▼

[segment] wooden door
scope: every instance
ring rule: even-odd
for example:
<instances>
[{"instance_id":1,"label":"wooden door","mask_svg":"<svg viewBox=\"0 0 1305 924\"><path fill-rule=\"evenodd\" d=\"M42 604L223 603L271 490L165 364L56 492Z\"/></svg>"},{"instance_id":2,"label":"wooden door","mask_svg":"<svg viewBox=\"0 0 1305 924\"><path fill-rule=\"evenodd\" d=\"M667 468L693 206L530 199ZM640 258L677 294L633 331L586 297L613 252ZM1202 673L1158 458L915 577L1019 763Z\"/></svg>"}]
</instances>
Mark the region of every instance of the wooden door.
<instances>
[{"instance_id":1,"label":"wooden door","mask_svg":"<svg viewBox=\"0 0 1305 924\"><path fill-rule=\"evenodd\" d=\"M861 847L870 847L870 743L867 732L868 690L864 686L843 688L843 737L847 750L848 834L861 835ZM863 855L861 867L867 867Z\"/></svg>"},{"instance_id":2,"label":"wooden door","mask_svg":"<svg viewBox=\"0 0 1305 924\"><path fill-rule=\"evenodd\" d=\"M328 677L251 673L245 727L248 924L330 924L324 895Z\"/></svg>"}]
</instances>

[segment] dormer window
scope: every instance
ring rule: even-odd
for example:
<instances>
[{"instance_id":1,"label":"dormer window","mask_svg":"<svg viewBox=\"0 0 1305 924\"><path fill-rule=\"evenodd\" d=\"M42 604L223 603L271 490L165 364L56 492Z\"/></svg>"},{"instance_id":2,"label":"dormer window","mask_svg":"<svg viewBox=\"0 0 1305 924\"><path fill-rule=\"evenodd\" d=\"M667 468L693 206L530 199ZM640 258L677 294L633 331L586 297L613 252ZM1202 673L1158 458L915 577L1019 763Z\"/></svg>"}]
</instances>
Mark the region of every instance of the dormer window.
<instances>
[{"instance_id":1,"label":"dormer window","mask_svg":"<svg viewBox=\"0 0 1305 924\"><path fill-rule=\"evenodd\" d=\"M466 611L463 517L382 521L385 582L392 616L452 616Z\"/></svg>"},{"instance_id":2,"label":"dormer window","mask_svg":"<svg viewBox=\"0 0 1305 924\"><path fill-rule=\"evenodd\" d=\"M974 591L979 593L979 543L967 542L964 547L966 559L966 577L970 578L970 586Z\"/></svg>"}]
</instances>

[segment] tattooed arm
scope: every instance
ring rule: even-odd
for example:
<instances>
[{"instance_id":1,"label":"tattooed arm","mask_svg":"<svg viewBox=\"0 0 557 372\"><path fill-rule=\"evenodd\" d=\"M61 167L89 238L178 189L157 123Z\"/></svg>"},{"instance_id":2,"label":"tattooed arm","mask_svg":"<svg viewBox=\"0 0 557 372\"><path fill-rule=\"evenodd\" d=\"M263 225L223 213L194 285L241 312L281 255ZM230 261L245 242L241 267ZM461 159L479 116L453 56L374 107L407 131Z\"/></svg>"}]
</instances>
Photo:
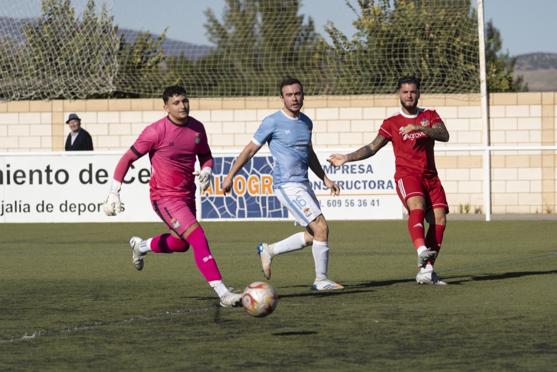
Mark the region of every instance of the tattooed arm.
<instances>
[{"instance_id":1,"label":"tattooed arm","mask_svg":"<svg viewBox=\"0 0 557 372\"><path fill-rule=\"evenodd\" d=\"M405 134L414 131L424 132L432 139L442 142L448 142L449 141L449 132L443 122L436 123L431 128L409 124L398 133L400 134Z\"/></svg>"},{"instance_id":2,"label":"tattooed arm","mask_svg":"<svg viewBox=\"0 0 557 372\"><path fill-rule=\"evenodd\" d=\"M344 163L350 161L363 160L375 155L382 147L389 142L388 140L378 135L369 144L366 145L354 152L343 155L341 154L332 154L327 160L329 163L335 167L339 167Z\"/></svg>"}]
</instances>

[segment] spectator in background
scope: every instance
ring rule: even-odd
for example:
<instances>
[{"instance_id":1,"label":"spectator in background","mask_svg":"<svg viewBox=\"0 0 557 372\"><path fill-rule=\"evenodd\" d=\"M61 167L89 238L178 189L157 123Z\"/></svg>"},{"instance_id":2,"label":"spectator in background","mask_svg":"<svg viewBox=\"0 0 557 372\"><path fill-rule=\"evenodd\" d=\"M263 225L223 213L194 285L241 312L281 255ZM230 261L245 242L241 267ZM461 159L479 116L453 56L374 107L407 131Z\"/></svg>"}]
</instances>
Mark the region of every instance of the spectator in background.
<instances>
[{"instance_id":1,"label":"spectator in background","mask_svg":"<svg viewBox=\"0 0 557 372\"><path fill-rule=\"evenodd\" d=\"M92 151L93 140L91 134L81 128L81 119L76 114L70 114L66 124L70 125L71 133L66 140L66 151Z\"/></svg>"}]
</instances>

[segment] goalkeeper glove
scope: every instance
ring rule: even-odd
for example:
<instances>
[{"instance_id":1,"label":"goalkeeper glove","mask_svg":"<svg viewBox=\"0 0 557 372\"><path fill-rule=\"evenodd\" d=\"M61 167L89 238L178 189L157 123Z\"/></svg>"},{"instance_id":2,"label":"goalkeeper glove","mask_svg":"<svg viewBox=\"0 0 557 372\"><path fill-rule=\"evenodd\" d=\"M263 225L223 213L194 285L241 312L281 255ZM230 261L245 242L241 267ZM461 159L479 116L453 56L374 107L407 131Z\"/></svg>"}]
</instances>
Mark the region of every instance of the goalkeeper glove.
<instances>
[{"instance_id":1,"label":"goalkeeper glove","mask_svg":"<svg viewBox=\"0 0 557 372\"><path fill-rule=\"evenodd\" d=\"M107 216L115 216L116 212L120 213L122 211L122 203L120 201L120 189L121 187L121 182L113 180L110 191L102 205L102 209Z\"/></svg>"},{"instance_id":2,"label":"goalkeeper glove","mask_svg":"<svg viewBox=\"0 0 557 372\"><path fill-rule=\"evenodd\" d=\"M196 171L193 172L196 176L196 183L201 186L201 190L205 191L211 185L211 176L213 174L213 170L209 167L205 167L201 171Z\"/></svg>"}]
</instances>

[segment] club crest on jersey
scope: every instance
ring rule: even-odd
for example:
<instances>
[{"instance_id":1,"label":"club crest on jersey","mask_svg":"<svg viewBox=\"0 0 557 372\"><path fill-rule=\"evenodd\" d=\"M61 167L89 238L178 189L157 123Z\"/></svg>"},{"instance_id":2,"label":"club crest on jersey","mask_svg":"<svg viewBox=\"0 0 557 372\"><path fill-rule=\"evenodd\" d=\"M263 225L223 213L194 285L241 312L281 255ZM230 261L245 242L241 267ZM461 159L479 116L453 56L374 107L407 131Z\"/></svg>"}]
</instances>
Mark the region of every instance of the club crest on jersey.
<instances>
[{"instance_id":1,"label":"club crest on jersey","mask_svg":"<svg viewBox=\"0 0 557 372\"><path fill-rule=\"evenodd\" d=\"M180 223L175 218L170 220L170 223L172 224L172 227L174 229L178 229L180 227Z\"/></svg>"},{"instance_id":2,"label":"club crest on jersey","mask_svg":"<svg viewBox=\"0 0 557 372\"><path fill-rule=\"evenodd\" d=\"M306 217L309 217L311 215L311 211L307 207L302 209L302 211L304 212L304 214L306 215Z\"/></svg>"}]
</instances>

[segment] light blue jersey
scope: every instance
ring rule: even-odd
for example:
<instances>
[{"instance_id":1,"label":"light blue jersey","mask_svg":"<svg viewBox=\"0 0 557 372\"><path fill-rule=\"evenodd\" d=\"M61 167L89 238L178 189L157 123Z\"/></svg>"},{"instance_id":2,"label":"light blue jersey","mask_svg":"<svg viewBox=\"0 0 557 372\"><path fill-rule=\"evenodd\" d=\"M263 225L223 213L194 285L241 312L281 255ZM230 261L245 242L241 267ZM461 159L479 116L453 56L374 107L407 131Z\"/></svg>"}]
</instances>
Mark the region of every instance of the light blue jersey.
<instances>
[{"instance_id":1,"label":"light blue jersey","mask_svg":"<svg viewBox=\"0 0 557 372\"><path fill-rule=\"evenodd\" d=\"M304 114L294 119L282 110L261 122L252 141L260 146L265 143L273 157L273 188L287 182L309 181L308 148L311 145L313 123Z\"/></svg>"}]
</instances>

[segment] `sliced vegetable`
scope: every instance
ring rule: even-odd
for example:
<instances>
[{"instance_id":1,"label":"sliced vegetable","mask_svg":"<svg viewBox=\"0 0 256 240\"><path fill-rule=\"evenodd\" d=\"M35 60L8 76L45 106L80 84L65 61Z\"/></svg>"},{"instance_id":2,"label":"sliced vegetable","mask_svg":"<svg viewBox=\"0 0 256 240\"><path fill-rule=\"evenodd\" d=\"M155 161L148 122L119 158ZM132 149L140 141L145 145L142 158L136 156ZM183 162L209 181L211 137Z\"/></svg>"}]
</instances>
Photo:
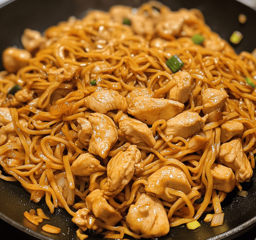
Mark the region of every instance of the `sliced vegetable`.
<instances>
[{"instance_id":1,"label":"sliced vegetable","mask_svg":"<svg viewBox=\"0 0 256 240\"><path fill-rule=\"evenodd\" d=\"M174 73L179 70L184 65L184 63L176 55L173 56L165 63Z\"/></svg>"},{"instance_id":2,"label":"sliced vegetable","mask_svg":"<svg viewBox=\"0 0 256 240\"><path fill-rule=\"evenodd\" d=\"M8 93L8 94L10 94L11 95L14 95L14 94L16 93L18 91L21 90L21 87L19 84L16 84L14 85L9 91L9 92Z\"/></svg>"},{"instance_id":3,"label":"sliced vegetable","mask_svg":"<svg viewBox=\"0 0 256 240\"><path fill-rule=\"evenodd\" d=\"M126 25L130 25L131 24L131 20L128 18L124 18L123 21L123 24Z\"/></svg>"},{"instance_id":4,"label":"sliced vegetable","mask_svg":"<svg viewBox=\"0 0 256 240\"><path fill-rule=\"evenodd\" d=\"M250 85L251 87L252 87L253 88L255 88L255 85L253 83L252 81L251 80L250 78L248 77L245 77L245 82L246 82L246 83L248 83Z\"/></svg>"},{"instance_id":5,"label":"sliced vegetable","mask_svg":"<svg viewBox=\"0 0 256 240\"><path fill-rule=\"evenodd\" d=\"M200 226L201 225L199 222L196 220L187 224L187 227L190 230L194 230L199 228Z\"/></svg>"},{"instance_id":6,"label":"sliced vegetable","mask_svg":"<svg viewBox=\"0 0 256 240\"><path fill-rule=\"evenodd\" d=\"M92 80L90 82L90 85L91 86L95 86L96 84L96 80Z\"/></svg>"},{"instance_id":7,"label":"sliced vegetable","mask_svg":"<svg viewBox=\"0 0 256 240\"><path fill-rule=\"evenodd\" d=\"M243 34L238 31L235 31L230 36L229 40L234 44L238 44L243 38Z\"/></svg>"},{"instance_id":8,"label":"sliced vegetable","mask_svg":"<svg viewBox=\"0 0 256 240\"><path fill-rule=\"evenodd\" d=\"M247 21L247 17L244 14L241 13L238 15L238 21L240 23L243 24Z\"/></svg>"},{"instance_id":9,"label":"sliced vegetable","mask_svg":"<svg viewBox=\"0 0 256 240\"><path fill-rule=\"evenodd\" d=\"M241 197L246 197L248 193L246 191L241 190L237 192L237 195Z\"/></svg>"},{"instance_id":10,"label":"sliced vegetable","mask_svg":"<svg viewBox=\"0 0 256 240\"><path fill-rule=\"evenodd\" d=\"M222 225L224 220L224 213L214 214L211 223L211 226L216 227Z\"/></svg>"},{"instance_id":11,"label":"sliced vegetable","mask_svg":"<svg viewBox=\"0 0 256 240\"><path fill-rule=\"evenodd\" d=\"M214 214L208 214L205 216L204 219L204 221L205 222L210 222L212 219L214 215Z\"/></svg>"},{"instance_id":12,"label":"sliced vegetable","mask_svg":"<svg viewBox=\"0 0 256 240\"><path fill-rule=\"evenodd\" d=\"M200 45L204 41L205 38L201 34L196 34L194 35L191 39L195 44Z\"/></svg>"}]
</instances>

▲

▶ [TASK OBJECTIVE]: Locate every line above that contains the string "segment" and copy each one. Letter case counts.

▶ [FULL SOLUTION]:
[segment] wooden door
[segment] dormer window
[segment] tattooed arm
[segment] spectator in background
[segment] goalkeeper glove
[segment] club crest on jersey
[segment] light blue jersey
[segment] `sliced vegetable`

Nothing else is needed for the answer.